Document excerpt Start Marker
BACKGROUND & AIMS
In the mouse intestinal epithelium, Lgr5+ stem cells are vulnerable to injury owing to their predominantly cycling nature, and their progenies de-differentiate to replenish the stem cell pool. However, how human colonic stem cells behave in homeostasis and during regeneration remains unknown.
METHODS
Transcriptional heterogeneity among colonic epithelial cells was analyzed by scRNA-seq analysis of human and mouse colonic epithelial cells. To trace the fate of human colonic stem or differentiated cells, we generated LGR5-tdTomato, LGR5-iCT, LGR5-split-Cre, and KRT20-ERCreER knock-in human colon organoids via genome engineering. p27+ dormant cells were further visualized with the p27-mVenus reporter. To analyze the dynamics of human colonic stem cells in vivo, we orthotopically xenotransplanted fluorescence-labeled human colon organoids into immune-deficient mice. The cell cycle dynamics in xenograft cells was evaluated using EdU pulse-chase analysis. The clonogenic capacity of slow-cycling human stem cells or differentiated cells was analyzed in the context of homeostasis, LGR5 ablation and 5-FU-induced mucosal injury.
Document excerpt End Marker
Data under study Start Marker
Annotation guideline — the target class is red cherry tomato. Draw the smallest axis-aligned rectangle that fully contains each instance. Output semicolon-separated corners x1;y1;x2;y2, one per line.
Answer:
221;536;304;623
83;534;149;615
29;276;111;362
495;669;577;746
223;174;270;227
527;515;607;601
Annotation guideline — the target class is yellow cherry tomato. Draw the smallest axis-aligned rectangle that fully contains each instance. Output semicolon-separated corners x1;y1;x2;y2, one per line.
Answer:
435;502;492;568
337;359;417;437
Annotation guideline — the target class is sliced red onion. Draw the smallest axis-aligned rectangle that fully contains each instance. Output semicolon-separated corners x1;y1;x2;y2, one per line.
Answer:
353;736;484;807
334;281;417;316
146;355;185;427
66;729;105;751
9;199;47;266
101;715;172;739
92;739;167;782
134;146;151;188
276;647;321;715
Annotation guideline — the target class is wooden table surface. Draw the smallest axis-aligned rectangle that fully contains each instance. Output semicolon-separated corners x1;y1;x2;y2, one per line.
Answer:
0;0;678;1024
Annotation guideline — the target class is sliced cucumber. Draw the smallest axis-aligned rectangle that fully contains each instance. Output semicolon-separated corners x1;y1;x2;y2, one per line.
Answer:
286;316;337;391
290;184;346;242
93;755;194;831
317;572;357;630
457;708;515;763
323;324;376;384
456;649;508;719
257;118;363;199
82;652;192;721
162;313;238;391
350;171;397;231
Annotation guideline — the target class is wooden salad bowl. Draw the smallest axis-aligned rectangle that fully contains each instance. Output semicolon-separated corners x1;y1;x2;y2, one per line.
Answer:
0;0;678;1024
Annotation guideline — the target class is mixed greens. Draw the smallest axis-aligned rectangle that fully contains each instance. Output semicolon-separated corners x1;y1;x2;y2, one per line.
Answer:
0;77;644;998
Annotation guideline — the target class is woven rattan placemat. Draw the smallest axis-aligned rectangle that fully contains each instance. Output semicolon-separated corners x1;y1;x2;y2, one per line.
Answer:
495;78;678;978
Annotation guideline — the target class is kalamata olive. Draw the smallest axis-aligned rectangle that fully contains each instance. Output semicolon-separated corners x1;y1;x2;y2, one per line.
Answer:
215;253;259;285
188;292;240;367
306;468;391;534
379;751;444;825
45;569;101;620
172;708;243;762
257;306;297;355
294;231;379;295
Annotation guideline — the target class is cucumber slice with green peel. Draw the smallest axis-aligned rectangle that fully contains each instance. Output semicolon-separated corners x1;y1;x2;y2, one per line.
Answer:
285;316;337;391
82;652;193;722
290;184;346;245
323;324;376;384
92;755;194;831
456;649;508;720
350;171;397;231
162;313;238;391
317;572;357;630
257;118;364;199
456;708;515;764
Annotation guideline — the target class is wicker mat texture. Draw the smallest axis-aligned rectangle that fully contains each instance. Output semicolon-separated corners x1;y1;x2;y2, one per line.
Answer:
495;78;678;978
Data under study End Marker
> _Complete the following_:
1. In the summary of the human colonic stem cell study, which reporter was used to visualize p27+ dormant cells?
2. List every knock-in human colon organoid line that the summary of the human colonic stem cell study says was generated through genome engineering.
3. Carry the summary of the human colonic stem cell study forward from its final sentence.

> _Written answers_:
1. The p27-mVenus reporter.

2. LGR5-tdTomato, LGR5-iCT, LGR5-split-Cre, KRT20-ERCreER

3.
RESULTS
ScRNA-seq analysis illuminated the presence of non-dividing LGR5+ stem cells in the human colon. Visualization and lineage tracing of slow-cycling LGR5+p27+ cells and orthotopic xenotransplantation validated their homeostatic lineage-forming capability in vivo, which was augmented by 5-FU-induced mucosal damage. TGF-β signaling regulated the quiescent state of LGR5+ cells. Despite the plasticity of differentiated KRT20+ cells, they did not display clonal growth following 5-FU-induced injury, suggesting that occupation of the niche environment by LGR5+p27+ cells prevented neighboring differentiated cells from de-differentiating.
CONCLUSIONS
Our results highlighted the quiescent nature of human LGR5+ colonic stem cells and their contribution to post-injury regeneration.